## BEGIN Extract provided
Two literary questions

As my mind clears from the haze of this weekend, which ended with a blast of an evensong and a choir party, there are two literary questions that I need answers to. Both of these arose at the party.

Firstly, I was asked about the second verse of the last hymn we sang on the radio yesterday:

For healing of the nations, for peace that will not end.
For love that makes us lovers, God grant us grace to mend.
Weave our varied gifts together: knit our lives as they are spun.
On your loom of life enrol us till the thread of life is run.
O great Weaver of our fabric, bind church and world in one.
Dye our texture with your radiance, light our colours with your sun.

My interlocutor asked me how I could have allowed those first two lines because the phrase God grant us grace to mend seems to suggest that there is something wrong with all the things that come before it. What is wrong with the love that makes us lovers, that needs to be mended?

Now, looking at this today, I find myself wondering whether the grace to mend refers to us, rather than the love of lovers. I’m wondering whether this is using the word mend in a similar way to the way Benedick says, “serve God, love me and mend” in Much ado about Nothing.
## END Extract provided
## BEGIN Recorded information
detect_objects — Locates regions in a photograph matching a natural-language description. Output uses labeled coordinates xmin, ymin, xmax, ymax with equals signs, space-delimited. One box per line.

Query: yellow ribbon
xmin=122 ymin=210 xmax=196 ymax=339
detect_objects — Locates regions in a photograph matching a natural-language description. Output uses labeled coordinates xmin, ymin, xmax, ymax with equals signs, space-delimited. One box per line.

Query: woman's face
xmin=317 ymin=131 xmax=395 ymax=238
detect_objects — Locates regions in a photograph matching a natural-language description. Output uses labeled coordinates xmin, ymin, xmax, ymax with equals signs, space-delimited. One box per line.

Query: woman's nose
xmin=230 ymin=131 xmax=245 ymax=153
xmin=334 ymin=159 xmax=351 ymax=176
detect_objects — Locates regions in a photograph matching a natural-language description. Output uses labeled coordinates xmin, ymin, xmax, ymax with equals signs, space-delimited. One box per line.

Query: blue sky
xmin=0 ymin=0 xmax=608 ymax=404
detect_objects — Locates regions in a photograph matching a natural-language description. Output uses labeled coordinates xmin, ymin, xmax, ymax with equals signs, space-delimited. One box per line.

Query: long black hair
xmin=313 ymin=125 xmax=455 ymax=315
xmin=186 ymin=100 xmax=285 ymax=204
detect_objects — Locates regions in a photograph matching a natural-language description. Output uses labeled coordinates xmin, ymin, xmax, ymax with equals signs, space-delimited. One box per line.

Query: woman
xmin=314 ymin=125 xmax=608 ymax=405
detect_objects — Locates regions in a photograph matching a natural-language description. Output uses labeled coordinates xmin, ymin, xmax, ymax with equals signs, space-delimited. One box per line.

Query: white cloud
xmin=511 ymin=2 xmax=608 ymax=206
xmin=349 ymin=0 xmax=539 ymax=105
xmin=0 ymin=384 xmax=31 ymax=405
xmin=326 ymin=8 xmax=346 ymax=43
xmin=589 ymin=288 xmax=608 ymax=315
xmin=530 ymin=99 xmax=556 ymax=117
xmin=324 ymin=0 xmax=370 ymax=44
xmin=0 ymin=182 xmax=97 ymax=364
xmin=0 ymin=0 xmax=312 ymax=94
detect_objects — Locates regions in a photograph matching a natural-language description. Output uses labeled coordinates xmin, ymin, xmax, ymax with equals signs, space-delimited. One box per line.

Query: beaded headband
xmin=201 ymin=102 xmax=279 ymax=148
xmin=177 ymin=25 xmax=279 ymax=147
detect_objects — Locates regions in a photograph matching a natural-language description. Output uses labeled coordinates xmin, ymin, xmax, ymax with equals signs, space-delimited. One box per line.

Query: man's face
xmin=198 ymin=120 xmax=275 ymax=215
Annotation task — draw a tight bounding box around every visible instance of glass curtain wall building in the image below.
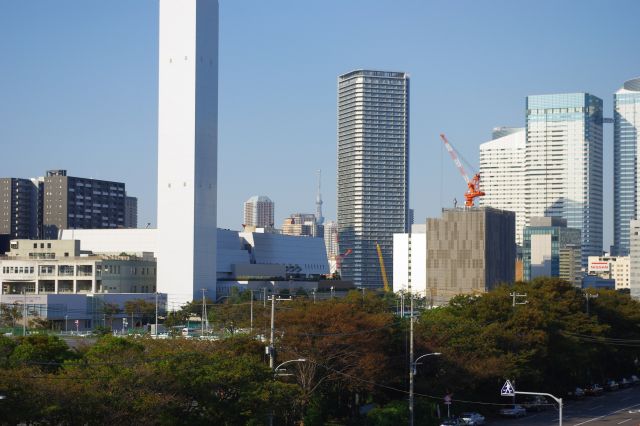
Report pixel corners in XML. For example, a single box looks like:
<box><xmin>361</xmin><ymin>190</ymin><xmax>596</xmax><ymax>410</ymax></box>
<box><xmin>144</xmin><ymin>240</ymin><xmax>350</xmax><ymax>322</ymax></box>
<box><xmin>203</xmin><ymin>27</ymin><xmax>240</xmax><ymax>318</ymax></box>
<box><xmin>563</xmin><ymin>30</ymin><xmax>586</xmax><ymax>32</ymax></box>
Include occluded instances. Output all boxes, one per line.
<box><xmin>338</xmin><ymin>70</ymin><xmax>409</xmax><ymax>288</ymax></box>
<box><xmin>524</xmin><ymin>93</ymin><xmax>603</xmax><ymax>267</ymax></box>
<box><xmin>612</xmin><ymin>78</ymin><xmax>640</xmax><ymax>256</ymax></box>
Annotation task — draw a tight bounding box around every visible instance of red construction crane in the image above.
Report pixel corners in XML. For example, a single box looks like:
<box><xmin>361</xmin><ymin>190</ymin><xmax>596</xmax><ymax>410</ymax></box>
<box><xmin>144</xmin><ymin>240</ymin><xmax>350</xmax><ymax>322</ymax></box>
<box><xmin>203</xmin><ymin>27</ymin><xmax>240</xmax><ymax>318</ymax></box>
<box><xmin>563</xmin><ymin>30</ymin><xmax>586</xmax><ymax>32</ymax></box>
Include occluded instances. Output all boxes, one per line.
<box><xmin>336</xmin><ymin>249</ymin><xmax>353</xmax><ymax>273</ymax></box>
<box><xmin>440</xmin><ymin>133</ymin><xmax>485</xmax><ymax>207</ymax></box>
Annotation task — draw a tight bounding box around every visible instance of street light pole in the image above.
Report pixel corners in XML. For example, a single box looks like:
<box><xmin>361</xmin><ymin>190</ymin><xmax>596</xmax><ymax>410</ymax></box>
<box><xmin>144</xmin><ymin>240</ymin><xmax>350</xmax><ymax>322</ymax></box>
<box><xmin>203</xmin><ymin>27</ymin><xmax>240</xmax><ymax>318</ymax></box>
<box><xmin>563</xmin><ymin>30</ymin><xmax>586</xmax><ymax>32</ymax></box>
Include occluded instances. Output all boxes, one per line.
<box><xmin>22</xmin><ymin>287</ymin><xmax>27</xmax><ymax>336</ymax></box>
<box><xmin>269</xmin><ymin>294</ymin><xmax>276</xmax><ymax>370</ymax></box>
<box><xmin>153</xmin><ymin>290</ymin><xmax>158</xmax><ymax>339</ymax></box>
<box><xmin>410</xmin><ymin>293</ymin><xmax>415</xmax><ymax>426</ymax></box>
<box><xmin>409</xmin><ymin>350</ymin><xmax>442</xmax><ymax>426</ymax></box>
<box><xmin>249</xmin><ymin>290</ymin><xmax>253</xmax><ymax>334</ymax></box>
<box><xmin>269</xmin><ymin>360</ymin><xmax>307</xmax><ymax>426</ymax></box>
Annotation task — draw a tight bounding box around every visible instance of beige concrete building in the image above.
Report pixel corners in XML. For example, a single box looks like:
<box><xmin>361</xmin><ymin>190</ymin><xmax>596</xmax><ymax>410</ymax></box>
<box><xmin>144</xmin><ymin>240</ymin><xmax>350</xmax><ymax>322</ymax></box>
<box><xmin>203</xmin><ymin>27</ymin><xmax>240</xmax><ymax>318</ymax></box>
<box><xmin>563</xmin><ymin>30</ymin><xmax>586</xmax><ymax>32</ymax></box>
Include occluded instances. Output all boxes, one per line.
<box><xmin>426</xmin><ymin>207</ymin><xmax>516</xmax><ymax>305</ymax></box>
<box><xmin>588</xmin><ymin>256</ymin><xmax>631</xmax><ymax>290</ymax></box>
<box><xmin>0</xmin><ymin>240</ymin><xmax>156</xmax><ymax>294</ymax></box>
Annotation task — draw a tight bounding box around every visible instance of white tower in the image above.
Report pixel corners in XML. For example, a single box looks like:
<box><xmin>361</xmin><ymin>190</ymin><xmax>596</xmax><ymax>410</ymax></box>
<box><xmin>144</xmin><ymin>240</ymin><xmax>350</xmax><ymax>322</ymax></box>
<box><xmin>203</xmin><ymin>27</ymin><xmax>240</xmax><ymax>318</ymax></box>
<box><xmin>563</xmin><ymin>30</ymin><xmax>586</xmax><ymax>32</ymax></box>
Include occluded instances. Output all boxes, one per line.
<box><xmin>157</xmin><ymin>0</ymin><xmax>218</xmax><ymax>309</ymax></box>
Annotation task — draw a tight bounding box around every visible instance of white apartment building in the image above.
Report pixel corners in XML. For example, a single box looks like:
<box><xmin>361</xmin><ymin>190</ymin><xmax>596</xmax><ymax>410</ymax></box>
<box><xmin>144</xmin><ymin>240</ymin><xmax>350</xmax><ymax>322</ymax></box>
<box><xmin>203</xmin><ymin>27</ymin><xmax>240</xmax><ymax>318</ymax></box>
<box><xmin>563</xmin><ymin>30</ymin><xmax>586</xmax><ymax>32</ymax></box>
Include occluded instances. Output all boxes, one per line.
## END Recorded information
→ **Written request 1**
In the post on two literary questions, which character in Much Ado about Nothing says "serve God, love me and mend"?
→ **Written request 2**
Reproduce the post on two literary questions between "As my mind clears" and "at the party.", inclusive.
→ **Written request 3**
Resume the post on two literary questions from where it stops.
None of the records is needed here.

→ **Exercise response 1**
Benedick

→ **Exercise response 2**
As my mind clears from the haze of this weekend, which ended with a blast of an evensong and a choir party, there are two literary questions that I need answers to. Both of these arose at the party.

→ **Exercise response 3**
In a different conversation, I was asked whether I had read The History of the World in 10 1/2 Chapters. My answer was in the affirmative. Indeed, I said, it was all the fault of the woodworm.

So far so good, it was without doubt all the fault of the woodworm. However, I then went on to say assertively that part of the book was about the Achilli Lauro tragedy. My second interlocutor could not remember that bit at all and I found myself wondering whether:

a) I was making this up entirely

b) there is a section in the novel about the Achilli Lauro or

c) there is a section in the novel about a similar kind of raid on a cruise ship.

Come the dawning light of day, I cannot find the novel in question to check.

Any of you literary types (perhaps those who read HD or live in Scotland’s literary hub Dunoon or what have you) help me out with either of these questions?

Bet you all wish you went to parties like this. (And pass the paracetamol, whilst you are at it).

Comments

  1. The potted biography helps. The hymn does to normal grammar what William Morris does to trees.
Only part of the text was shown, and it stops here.